**Aim of the task**.
Among the entries below, find the lines with the word "upside" and copy them.

**Data to use**.
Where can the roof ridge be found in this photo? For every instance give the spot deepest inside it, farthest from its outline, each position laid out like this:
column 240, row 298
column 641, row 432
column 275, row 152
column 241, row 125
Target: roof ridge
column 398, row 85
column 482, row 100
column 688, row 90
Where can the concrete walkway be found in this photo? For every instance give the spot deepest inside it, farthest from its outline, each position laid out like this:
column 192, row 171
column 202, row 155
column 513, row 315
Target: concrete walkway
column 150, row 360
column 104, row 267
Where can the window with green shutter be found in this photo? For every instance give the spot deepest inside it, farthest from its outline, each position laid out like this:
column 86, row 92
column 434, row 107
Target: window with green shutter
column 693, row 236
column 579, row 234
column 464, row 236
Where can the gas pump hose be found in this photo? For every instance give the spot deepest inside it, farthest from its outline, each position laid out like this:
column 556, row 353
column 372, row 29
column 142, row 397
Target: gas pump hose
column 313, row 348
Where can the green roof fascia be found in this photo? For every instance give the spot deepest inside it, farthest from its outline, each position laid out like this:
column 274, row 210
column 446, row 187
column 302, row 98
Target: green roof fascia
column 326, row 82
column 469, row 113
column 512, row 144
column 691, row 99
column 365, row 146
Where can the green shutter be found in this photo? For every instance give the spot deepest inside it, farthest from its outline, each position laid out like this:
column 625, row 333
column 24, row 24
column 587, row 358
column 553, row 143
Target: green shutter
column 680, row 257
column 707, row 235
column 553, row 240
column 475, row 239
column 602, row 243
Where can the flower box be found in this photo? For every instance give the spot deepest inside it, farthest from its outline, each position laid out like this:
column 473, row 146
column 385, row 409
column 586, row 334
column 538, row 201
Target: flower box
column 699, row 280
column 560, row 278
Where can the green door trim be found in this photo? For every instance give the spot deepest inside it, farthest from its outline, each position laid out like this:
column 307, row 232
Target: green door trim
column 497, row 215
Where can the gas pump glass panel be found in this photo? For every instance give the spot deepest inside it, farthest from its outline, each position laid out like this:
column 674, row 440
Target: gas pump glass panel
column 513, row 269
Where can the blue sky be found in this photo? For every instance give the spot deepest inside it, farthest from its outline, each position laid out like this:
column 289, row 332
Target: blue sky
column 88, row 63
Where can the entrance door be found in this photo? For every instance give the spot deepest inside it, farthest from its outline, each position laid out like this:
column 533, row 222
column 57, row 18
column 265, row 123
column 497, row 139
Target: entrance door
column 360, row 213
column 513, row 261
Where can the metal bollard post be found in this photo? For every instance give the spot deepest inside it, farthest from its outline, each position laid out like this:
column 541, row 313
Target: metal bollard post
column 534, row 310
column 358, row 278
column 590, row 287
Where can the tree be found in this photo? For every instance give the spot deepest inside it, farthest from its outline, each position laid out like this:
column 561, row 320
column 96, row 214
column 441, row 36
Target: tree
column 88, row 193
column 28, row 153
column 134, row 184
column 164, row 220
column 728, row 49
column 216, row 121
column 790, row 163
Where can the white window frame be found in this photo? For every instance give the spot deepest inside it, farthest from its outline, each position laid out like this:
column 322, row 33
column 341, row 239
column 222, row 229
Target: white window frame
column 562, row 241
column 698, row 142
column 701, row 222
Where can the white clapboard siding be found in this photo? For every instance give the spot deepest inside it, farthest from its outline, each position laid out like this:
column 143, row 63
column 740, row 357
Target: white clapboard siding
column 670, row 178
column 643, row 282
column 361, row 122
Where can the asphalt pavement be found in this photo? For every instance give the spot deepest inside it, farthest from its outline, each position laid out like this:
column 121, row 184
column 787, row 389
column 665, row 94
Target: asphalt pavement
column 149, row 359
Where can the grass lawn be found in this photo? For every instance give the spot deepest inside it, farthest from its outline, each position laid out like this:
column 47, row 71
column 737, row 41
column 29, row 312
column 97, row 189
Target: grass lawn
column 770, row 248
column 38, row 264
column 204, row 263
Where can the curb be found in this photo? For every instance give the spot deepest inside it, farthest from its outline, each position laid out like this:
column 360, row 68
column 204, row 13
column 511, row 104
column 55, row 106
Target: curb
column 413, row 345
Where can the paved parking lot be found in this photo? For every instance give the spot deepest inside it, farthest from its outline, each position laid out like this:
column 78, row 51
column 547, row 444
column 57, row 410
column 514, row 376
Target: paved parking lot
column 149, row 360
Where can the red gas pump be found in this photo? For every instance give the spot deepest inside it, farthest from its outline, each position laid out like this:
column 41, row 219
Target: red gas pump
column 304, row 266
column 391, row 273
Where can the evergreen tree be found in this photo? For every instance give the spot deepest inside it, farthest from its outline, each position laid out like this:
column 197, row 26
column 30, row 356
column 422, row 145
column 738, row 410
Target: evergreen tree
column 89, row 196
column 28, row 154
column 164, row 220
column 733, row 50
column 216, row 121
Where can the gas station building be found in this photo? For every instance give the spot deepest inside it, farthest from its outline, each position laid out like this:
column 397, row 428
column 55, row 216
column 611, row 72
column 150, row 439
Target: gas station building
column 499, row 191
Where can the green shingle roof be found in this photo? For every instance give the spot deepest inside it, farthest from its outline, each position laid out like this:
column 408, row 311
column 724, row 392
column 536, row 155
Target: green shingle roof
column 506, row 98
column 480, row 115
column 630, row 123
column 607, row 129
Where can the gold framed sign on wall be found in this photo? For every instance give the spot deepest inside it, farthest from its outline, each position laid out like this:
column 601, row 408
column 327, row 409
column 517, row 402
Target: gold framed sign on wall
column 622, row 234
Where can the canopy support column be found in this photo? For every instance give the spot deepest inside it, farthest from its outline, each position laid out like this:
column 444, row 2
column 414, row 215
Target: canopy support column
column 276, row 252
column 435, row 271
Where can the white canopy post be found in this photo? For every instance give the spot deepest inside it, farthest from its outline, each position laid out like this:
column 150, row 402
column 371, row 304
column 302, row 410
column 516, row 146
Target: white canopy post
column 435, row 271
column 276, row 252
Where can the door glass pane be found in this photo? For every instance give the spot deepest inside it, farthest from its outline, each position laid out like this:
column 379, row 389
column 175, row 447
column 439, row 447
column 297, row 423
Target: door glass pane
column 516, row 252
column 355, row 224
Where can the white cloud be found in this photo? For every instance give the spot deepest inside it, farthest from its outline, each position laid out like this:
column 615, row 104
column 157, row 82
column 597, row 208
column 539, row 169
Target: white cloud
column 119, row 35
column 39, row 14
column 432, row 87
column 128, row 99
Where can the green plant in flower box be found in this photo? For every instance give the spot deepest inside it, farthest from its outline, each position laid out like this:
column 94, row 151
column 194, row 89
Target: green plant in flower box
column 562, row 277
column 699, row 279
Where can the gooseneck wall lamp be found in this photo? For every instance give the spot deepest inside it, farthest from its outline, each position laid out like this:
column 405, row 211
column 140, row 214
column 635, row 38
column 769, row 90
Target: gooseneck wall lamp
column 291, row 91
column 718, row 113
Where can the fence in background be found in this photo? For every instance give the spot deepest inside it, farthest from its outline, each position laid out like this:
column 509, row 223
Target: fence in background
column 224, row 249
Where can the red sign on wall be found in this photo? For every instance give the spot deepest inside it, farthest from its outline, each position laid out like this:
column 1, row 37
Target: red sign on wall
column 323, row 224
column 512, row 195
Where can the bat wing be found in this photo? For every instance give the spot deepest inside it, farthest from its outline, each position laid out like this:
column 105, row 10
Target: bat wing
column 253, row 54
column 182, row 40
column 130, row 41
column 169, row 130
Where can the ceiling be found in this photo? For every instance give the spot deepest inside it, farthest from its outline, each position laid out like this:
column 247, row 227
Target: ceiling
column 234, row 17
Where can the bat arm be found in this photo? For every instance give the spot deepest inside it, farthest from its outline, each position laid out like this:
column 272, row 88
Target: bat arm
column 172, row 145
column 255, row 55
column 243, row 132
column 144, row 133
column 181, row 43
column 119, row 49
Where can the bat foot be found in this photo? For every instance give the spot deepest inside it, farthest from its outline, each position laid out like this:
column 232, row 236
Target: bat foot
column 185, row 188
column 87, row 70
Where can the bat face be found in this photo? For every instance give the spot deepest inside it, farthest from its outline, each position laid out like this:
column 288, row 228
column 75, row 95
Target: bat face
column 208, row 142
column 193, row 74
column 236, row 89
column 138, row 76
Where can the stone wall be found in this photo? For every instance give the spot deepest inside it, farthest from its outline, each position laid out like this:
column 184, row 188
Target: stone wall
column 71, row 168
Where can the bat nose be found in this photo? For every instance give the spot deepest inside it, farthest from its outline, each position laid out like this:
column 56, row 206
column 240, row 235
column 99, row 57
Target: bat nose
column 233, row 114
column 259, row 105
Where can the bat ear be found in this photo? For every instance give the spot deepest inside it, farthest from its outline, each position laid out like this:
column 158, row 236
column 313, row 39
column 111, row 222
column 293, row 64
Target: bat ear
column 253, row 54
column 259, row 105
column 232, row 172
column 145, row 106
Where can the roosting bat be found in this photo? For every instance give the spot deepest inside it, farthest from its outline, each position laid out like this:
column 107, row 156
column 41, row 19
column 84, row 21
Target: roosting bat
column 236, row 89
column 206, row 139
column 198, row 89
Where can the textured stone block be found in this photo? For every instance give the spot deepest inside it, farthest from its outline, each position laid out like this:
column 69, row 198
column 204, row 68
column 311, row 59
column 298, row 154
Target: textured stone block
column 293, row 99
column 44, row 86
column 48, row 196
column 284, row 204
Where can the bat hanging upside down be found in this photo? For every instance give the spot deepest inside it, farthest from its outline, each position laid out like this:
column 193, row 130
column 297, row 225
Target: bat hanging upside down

**Written solution**.
Where can the bat hanging upside down be found in this photo? For every instance give the spot deepest inside it, farthest from its outline, each position laid out like this:
Target: bat hanging upside down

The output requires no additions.